### What to do
Pull out each line of the rows below that contains the word "every", matching case exactly, and copy those lines.

### Raw records
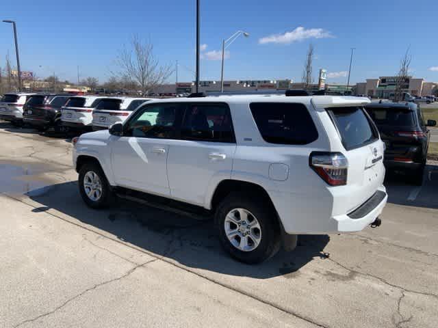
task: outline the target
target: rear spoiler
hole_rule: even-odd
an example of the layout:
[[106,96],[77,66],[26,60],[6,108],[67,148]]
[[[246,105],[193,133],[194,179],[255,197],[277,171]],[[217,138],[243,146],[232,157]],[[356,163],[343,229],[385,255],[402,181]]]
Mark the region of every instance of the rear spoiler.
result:
[[371,102],[368,98],[352,96],[318,96],[310,100],[317,110],[326,107],[348,107],[350,106],[364,106]]

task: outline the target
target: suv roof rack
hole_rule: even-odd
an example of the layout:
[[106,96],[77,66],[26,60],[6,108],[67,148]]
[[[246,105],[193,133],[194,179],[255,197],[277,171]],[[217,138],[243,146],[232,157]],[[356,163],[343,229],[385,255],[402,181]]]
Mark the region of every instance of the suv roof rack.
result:
[[285,94],[287,97],[296,97],[300,96],[310,96],[310,94],[304,90],[288,90]]
[[187,98],[203,98],[206,97],[205,92],[192,92],[189,94]]

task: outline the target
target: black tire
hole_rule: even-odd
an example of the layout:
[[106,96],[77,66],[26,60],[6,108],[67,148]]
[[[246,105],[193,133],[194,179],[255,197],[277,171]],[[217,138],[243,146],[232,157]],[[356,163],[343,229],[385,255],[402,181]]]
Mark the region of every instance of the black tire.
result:
[[422,165],[420,169],[414,171],[411,173],[408,173],[409,174],[411,174],[411,181],[413,184],[415,186],[421,186],[423,184],[423,176],[424,175],[424,166]]
[[[225,233],[225,218],[235,208],[243,208],[257,218],[261,228],[261,239],[253,250],[244,251],[236,248]],[[275,255],[280,249],[281,240],[276,213],[272,206],[257,195],[243,195],[231,193],[219,204],[216,211],[215,225],[224,249],[231,257],[244,263],[260,263]]]
[[[99,199],[93,200],[87,195],[84,187],[84,178],[88,172],[94,172],[98,177],[101,185],[101,193]],[[79,170],[78,185],[79,193],[85,203],[92,208],[105,208],[114,203],[114,193],[108,183],[101,166],[92,162],[86,163]]]

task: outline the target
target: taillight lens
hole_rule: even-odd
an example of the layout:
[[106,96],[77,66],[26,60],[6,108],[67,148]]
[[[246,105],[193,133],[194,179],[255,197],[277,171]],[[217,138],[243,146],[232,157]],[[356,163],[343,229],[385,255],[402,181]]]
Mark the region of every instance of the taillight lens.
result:
[[347,184],[348,161],[342,153],[313,152],[310,154],[309,165],[331,186]]
[[422,139],[427,137],[423,131],[397,131],[396,135],[398,137],[412,139]]

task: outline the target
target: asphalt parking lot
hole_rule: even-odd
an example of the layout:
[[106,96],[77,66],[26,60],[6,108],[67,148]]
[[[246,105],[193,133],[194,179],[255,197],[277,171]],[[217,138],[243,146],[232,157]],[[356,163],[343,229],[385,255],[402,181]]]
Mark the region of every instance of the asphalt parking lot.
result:
[[209,221],[87,208],[71,147],[0,122],[0,327],[438,327],[437,163],[388,177],[380,228],[248,266]]

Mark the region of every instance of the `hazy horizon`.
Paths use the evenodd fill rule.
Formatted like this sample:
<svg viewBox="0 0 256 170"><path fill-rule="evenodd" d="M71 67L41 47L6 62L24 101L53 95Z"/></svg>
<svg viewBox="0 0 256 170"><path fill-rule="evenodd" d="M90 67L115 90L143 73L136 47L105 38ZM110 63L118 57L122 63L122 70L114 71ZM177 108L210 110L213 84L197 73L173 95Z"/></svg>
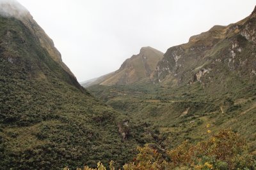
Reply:
<svg viewBox="0 0 256 170"><path fill-rule="evenodd" d="M230 0L18 1L80 82L118 69L142 46L164 53L215 25L243 19L255 7L253 1Z"/></svg>

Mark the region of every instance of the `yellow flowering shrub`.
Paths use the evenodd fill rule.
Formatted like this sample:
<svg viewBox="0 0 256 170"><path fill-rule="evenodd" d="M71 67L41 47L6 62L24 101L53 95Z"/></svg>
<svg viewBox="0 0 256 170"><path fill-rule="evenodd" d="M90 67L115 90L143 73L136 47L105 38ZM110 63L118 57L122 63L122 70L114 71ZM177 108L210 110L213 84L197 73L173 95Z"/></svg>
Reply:
<svg viewBox="0 0 256 170"><path fill-rule="evenodd" d="M186 141L166 151L156 149L150 145L138 147L136 157L125 164L122 169L255 169L255 155L249 154L247 149L244 139L230 129L226 129L197 144L192 145ZM67 170L67 168L65 169ZM100 162L96 169L87 166L83 169L106 169ZM115 170L113 161L108 169Z"/></svg>

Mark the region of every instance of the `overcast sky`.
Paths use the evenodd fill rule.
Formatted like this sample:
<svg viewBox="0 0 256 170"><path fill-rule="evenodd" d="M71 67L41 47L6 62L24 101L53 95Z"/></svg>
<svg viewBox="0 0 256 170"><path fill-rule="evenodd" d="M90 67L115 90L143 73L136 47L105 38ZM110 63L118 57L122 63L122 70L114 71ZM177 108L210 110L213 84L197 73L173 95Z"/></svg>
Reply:
<svg viewBox="0 0 256 170"><path fill-rule="evenodd" d="M248 16L252 0L17 0L53 39L79 81L119 68L150 46L163 52Z"/></svg>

### Task result
Mark the region of every instance of the rear spoiler.
Mark the region of every instance of the suv roof rack.
Mark the region of every instance of the black tire.
Mark the region of every instance of the taillight lens.
Mark the region of every instance of the asphalt parking lot.
Mark the region of every instance of the `hazy horizon`.
Mark the region of every instance of the `yellow flowering shrub`.
Mark the region of every instance of the `overcast sky`.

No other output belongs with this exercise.